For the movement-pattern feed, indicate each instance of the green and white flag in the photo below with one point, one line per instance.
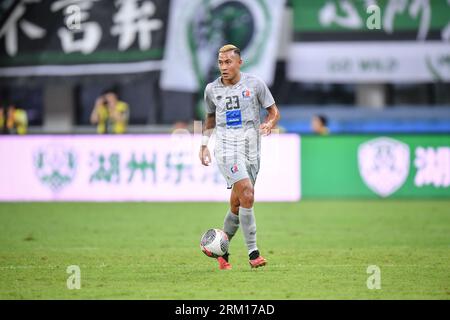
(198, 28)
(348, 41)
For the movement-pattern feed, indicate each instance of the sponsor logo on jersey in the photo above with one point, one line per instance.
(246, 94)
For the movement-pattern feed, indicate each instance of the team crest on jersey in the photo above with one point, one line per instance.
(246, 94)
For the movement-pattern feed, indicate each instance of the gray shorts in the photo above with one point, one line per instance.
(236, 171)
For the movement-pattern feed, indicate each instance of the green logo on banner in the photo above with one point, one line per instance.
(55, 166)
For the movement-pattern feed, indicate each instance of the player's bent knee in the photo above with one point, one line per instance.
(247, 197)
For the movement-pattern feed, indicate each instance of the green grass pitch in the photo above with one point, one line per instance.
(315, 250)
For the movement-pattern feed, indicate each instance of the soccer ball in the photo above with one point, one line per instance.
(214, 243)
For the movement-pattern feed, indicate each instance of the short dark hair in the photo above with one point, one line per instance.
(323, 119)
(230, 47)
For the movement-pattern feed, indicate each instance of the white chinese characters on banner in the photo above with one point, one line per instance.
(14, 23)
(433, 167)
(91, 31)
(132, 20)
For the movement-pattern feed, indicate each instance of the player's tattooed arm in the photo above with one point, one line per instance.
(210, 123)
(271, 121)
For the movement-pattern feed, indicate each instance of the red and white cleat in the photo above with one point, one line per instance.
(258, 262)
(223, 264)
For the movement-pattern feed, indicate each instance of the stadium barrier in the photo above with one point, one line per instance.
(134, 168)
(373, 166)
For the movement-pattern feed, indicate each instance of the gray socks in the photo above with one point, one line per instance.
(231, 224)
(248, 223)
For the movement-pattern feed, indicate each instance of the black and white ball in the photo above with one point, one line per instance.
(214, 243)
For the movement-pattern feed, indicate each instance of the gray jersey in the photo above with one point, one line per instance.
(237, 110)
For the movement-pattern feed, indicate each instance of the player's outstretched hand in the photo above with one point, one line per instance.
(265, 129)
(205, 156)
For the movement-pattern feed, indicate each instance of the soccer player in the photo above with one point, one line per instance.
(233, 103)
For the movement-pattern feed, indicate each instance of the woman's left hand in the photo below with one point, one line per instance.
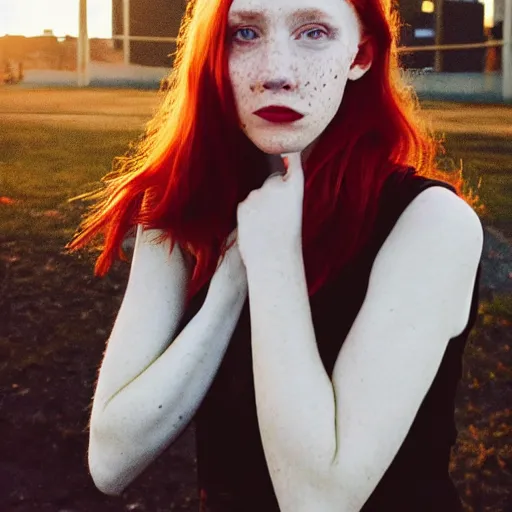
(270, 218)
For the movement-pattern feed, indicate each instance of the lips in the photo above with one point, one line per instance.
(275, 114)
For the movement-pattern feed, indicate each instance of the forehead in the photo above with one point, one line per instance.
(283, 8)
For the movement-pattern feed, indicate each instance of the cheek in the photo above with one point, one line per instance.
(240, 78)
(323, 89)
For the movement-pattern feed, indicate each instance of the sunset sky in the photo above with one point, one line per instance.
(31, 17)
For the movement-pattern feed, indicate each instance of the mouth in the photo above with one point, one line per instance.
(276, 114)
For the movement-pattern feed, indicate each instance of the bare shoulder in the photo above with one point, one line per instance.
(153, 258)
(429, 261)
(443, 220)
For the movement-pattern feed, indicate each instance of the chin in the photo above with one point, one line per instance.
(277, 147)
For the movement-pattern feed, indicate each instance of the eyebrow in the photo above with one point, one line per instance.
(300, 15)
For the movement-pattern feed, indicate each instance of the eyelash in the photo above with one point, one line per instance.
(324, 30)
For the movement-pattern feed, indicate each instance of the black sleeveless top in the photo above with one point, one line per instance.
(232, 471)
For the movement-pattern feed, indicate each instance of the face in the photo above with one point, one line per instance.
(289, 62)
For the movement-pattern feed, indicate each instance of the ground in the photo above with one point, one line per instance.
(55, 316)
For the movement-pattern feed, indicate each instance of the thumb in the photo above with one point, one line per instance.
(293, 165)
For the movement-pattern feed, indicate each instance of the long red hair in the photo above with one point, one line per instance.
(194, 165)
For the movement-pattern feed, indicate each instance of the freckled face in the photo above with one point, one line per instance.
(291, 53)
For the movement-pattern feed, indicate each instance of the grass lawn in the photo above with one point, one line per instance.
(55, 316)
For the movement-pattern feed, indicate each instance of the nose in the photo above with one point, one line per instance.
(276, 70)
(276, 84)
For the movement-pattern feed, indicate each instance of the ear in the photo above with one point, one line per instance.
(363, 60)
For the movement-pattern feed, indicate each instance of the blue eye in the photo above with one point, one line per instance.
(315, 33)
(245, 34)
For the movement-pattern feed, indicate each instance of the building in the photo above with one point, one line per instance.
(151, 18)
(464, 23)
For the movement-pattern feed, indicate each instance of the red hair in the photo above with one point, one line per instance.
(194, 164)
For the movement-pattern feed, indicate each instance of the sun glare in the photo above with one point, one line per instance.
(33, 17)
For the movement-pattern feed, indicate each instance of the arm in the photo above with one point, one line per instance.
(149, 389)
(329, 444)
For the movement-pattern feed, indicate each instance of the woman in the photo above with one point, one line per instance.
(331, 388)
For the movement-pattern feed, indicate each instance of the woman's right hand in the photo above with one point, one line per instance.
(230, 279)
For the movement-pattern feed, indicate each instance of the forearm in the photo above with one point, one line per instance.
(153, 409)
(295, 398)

...

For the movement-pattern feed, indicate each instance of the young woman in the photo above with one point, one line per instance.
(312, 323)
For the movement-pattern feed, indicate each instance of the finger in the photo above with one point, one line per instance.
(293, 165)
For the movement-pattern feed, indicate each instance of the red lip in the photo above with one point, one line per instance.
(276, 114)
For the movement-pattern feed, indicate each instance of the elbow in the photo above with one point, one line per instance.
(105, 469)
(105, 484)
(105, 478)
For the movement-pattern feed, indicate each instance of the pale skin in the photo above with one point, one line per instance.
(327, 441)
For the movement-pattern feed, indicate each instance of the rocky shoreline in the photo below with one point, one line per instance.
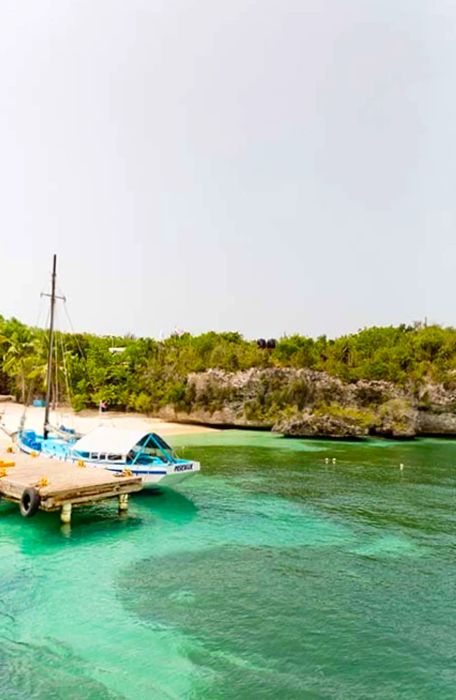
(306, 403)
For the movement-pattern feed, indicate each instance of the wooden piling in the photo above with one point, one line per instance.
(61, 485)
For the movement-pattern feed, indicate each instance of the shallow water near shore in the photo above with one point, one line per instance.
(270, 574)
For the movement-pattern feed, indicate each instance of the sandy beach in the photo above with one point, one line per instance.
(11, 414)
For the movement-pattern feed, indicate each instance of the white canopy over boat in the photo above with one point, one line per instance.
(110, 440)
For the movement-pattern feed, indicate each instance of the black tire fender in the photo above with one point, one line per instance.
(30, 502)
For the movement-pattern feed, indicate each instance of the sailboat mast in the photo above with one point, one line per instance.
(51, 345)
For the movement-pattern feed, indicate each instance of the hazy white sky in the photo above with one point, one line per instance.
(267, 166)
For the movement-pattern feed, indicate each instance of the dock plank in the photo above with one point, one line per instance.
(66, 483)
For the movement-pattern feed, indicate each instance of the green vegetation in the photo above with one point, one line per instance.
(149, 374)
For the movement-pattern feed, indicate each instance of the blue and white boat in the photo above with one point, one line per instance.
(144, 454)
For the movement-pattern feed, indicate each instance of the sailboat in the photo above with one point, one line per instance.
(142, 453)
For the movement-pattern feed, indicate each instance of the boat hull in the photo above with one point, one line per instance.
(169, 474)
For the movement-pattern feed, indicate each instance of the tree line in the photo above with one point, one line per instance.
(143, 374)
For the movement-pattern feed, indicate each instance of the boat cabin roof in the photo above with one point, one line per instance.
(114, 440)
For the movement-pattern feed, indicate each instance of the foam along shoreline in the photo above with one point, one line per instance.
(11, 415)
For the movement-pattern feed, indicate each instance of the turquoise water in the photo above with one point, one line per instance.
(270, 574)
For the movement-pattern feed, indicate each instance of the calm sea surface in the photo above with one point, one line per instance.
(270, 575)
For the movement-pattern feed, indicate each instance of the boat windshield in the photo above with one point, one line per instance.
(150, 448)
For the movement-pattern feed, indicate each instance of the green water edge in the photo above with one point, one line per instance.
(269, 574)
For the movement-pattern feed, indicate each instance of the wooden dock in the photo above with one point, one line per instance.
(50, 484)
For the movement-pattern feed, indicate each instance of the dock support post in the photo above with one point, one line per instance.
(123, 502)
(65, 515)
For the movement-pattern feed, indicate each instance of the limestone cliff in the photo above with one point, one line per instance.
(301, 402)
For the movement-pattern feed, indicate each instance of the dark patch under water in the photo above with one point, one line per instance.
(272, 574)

--

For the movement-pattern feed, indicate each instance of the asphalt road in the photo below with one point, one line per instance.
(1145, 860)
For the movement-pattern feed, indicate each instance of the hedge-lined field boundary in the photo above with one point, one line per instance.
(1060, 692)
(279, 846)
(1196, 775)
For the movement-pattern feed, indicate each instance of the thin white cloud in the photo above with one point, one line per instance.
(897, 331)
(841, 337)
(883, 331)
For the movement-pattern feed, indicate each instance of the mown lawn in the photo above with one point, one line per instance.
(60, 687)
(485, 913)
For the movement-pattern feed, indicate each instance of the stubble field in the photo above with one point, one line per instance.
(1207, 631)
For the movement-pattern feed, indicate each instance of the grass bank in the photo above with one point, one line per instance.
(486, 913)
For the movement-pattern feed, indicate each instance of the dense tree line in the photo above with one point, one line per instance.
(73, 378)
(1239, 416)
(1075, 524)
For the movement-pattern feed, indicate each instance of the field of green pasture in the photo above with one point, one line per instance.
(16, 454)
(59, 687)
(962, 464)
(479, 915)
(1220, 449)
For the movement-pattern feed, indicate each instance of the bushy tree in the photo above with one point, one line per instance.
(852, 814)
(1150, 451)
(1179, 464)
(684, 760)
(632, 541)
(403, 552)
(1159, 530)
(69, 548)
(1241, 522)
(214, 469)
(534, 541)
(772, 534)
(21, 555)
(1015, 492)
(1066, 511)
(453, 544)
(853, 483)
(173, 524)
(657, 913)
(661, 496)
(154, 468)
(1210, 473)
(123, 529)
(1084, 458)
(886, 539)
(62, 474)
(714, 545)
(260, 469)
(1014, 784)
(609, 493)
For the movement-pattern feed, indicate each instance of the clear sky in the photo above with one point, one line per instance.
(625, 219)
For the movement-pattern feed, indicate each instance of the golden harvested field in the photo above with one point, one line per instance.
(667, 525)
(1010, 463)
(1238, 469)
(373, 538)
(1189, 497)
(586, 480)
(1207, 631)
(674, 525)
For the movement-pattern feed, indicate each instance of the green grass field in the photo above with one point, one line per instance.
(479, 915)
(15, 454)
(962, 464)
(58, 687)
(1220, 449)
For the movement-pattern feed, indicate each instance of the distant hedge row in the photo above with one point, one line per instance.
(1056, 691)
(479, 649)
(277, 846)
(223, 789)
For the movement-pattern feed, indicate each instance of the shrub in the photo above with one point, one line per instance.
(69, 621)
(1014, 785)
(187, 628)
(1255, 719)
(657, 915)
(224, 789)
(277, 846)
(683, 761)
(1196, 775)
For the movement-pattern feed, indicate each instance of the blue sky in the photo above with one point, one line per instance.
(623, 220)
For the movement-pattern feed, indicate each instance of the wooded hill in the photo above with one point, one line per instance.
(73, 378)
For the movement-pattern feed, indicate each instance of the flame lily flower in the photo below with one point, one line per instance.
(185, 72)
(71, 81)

● PROBLEM REQUIREMENTS:
Find every line in the items above that contains the word "dock" and copy each of those lines in full.

● CORRECT RESPONSE:
For the movement-pattern feed, indicate each instance of the dock plank in the photo above with one point, one line per instance.
For the movement-pattern feed, indicate each instance of the wooden dock in the photo above with one point, one line per instance.
For the movement-pattern feed, indicate each instance of the dock support post in the photo above with one point, one line per instance.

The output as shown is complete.